[Given text]
When I was older and I visited her she would have the meatloaf that I loved frozen in the freezer waiting for me whenever I came to visit.
Before I forget- One day Mark insisted on eating a cookie just before lunch. I told him “no’. Then Patty tried to explain to him that sweets would give him “cavities” I then asked him if he wanted soup, baloney or waffles. He replied “I want cavities”. Louise Wilson’s Diary November 7th, 1974
She would also whip out a chair and grab some scissors and insist she cut my hair.
Mark had his first haircut. They were long in back with some snarlies- off they came. Now our boy looks like a boy. (he now weighs 81/2 lbs) Louise Wilson’s Diary March 28th, 1971
On a trip back from Ohio one year I called her on mother’s day just to tell her I didn’t have time to talk to her that day. Then I rang the doorbell a few minutes later.
Whenever I called her she was never sure I was down the street or across the country.
She wasn’t Catholic but she did help install in me a reverence for God and other people. I saw her prepare her communion for her Methodist church service and saw her reading her Upper Room Meditation on a regular basis. She, combined with my father, helped instill in me a religious faith that was real and grounded in loving God by serving others.
She always put up with my many interesting and quirky friends that I brought by the house. She always put up with me and was constantly amazed by me.
Today is a fabulous day- Mark asked to go to the potty & did #2. I almost dropped from shock. He is now “trained” and I didn’t think the day would ever arrive. He is no anxious to make his mother “proud & happy”. I now have to go out and by two pair of zipper pants and a “zoom shirt” (stupid). Everyone kept telling me this day would arrive but I didn’t believe them.

[Task 1] From the memoir, list the three foods Mark is offered for lunch after being refused a cookie.
[Task 2] Repeat word for word the passage of the memoir starting at "Before I forget- One" and ending at "cut my hair.".
The lines that come after this point have no connection to the memoir.

[Information shown]
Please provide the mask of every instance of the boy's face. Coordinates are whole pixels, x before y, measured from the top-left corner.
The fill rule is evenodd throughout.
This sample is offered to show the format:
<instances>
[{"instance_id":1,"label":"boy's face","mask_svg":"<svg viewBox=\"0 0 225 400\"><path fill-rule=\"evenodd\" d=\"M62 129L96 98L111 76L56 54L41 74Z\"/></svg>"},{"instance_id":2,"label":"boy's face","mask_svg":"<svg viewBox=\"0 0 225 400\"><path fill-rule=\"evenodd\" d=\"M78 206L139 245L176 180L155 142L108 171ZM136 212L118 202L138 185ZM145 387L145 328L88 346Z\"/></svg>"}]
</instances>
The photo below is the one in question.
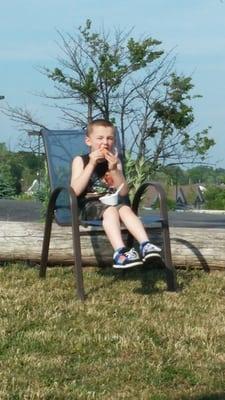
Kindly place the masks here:
<instances>
[{"instance_id":1,"label":"boy's face","mask_svg":"<svg viewBox=\"0 0 225 400\"><path fill-rule=\"evenodd\" d=\"M91 148L91 151L101 148L112 151L115 143L114 129L110 126L95 126L89 136L86 136L85 142Z\"/></svg>"}]
</instances>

[Correct output 1] Soup, baloney, waffles

[Correct output 2]
Before I forget- One day Mark insisted on eating a cookie just before lunch. I told him “no’. Then Patty tried to explain to him that sweets would give him “cavities” I then asked him if he wanted soup, baloney or waffles. He replied “I want cavities”. Louise Wilson’s Diary November 7th, 1974
She would also whip out a chair and grab some scissors and insist she cut my hair.